◆ **Problem**: Retype all of the records precisely.
___
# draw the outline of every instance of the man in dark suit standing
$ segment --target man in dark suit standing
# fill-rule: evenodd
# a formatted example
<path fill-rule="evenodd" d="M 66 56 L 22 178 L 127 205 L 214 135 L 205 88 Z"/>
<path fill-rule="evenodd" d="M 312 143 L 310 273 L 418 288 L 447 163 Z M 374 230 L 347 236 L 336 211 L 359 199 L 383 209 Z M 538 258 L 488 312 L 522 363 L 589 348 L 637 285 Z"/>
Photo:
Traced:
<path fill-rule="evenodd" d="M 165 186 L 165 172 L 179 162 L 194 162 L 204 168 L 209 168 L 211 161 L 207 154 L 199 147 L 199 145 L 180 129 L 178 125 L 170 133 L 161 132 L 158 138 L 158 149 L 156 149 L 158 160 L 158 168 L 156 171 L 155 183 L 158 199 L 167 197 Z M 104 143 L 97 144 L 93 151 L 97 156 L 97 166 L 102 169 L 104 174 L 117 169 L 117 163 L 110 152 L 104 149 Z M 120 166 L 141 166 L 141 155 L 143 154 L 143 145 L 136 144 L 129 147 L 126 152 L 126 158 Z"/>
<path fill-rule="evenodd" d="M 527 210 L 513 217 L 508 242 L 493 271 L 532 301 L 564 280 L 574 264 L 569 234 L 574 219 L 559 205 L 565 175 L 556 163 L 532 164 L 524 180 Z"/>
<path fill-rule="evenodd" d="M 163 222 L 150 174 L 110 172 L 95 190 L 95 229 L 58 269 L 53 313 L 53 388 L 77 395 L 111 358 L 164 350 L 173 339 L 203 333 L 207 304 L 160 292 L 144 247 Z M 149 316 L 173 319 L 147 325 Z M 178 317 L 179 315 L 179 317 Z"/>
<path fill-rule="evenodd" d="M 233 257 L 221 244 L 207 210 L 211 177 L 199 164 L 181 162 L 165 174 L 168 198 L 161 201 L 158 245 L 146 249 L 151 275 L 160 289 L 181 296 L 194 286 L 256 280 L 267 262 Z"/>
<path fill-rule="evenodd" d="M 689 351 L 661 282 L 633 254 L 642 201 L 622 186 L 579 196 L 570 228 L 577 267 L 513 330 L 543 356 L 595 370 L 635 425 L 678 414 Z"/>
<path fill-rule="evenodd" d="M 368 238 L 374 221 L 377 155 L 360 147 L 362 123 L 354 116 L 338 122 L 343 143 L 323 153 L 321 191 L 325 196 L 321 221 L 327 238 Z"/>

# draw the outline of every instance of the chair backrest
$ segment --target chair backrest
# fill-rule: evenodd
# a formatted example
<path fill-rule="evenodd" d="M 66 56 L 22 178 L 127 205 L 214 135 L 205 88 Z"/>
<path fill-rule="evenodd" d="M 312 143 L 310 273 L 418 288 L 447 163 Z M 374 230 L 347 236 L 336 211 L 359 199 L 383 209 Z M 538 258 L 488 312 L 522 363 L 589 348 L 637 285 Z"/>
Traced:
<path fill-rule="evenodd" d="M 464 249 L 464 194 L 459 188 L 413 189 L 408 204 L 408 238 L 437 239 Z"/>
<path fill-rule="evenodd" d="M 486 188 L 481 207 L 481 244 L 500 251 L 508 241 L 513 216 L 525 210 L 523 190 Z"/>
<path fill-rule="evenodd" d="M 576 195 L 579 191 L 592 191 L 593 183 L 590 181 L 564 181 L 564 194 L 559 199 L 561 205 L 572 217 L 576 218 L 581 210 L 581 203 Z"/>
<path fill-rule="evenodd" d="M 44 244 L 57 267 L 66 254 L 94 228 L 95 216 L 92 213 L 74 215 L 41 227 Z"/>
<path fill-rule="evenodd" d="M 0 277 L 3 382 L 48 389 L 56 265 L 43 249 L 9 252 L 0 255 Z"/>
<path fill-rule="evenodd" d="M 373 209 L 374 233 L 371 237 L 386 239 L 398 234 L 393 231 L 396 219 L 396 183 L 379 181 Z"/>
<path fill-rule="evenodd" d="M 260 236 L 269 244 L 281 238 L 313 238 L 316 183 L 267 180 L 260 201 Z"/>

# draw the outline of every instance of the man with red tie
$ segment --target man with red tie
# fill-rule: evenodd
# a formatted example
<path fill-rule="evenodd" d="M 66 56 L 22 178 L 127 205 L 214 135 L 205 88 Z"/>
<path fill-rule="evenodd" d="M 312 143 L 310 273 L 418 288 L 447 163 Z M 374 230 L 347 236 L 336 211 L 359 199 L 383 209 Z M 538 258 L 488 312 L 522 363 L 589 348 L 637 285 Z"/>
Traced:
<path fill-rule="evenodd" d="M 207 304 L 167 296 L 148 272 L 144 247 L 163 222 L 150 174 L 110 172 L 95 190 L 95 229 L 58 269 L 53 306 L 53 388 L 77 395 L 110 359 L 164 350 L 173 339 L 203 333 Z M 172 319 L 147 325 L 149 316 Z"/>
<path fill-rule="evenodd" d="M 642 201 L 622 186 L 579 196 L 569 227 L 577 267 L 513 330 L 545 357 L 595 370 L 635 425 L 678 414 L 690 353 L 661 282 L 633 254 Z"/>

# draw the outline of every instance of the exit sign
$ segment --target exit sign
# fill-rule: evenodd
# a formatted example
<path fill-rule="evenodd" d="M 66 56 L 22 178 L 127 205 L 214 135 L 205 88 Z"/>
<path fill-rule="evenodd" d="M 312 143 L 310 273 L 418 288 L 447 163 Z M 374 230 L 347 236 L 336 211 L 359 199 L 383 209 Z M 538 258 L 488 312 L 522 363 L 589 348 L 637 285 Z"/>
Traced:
___
◆ **Response below**:
# draw the outline of every instance of the man in dark suit standing
$ segment --target man in dark suit standing
# fill-rule: evenodd
# a formatted example
<path fill-rule="evenodd" d="M 66 56 L 22 178 L 127 205 L 214 135 L 205 88 Z"/>
<path fill-rule="evenodd" d="M 312 143 L 310 273 L 418 288 L 447 163 Z M 374 230 L 347 236 L 336 211 L 359 199 L 383 209 Z M 538 258 L 488 312 L 522 363 L 589 348 L 637 285 Z"/>
Photo:
Traced:
<path fill-rule="evenodd" d="M 165 186 L 165 172 L 179 162 L 194 162 L 204 168 L 209 168 L 211 161 L 207 154 L 199 147 L 199 145 L 180 129 L 178 125 L 170 133 L 161 132 L 158 138 L 158 149 L 156 149 L 158 160 L 158 168 L 156 171 L 155 183 L 158 199 L 167 197 Z M 104 143 L 97 144 L 93 151 L 97 156 L 97 166 L 102 169 L 104 174 L 117 169 L 117 163 L 110 152 L 104 149 Z M 120 166 L 141 166 L 141 155 L 143 154 L 143 145 L 136 144 L 129 147 L 126 152 L 126 158 Z"/>
<path fill-rule="evenodd" d="M 527 210 L 513 217 L 508 242 L 493 271 L 532 301 L 564 280 L 574 264 L 569 234 L 574 219 L 559 205 L 565 175 L 556 163 L 532 164 L 524 180 Z"/>
<path fill-rule="evenodd" d="M 163 222 L 150 174 L 110 172 L 95 190 L 95 229 L 58 269 L 53 313 L 53 388 L 77 395 L 111 358 L 164 350 L 173 339 L 203 333 L 207 304 L 160 292 L 144 247 Z M 149 316 L 173 319 L 147 325 Z M 178 317 L 179 315 L 179 317 Z"/>
<path fill-rule="evenodd" d="M 233 257 L 221 244 L 207 210 L 211 177 L 199 164 L 181 162 L 165 174 L 168 198 L 161 201 L 158 245 L 146 249 L 151 275 L 160 289 L 181 296 L 194 286 L 256 280 L 267 262 Z"/>
<path fill-rule="evenodd" d="M 689 351 L 661 282 L 633 254 L 642 201 L 622 186 L 579 196 L 570 228 L 577 267 L 513 330 L 543 356 L 595 370 L 635 425 L 678 414 Z"/>
<path fill-rule="evenodd" d="M 368 238 L 374 221 L 377 155 L 360 147 L 362 123 L 354 116 L 338 122 L 343 143 L 323 153 L 321 191 L 325 196 L 321 221 L 327 238 Z"/>

# draw the outline of every instance of the chair backrest
$ segment --target chair backrest
# fill-rule: evenodd
# a formatted example
<path fill-rule="evenodd" d="M 66 56 L 22 178 L 127 205 L 214 135 L 205 88 Z"/>
<path fill-rule="evenodd" d="M 312 143 L 310 273 L 418 288 L 447 163 Z M 374 230 L 347 236 L 336 211 L 359 199 L 383 209 Z M 538 258 L 488 312 L 522 363 L 589 348 L 637 285 Z"/>
Traced:
<path fill-rule="evenodd" d="M 464 249 L 464 194 L 459 188 L 413 189 L 408 204 L 408 238 L 437 239 Z"/>
<path fill-rule="evenodd" d="M 486 188 L 481 207 L 481 244 L 500 251 L 508 241 L 513 216 L 525 210 L 523 190 Z"/>
<path fill-rule="evenodd" d="M 576 195 L 579 191 L 592 191 L 593 183 L 590 181 L 564 181 L 564 194 L 559 199 L 561 205 L 572 217 L 576 218 L 581 210 L 581 203 Z"/>
<path fill-rule="evenodd" d="M 44 244 L 57 267 L 66 254 L 94 228 L 95 216 L 92 213 L 74 215 L 41 227 Z"/>
<path fill-rule="evenodd" d="M 0 277 L 3 382 L 48 389 L 56 265 L 43 249 L 9 252 L 0 255 Z"/>
<path fill-rule="evenodd" d="M 373 209 L 374 233 L 371 237 L 386 239 L 398 234 L 393 231 L 396 219 L 396 183 L 379 181 Z"/>
<path fill-rule="evenodd" d="M 260 236 L 269 244 L 281 238 L 313 238 L 316 183 L 267 180 L 260 201 Z"/>

# draw the outline of every instance of the man with red tie
$ segment --target man with red tie
# fill-rule: evenodd
# a formatted example
<path fill-rule="evenodd" d="M 66 56 L 22 178 L 127 205 L 214 135 L 205 88 Z"/>
<path fill-rule="evenodd" d="M 312 143 L 310 273 L 418 288 L 447 163 Z M 374 230 L 347 236 L 336 211 L 359 199 L 383 209 Z M 538 258 L 488 312 L 522 363 L 589 348 L 637 285 Z"/>
Traced:
<path fill-rule="evenodd" d="M 207 304 L 167 296 L 148 272 L 144 247 L 163 222 L 150 174 L 110 172 L 95 190 L 95 229 L 58 269 L 53 306 L 53 388 L 77 395 L 110 359 L 164 350 L 173 339 L 203 333 Z M 172 319 L 147 325 L 149 316 Z"/>
<path fill-rule="evenodd" d="M 642 201 L 622 186 L 579 196 L 569 227 L 577 267 L 513 330 L 545 357 L 595 370 L 635 425 L 678 414 L 690 353 L 661 282 L 633 254 Z"/>

# draw the outline of every instance of the exit sign
$ segment --target exit sign
# fill-rule: evenodd
# a formatted example
<path fill-rule="evenodd" d="M 66 56 L 22 178 L 127 205 L 214 135 L 205 88 Z"/>
<path fill-rule="evenodd" d="M 312 143 L 310 273 L 418 288 L 447 163 Z M 374 230 L 347 236 L 336 211 L 359 199 L 383 209 Z M 538 258 L 488 312 L 522 363 L 589 348 L 637 285 Z"/>
Traced:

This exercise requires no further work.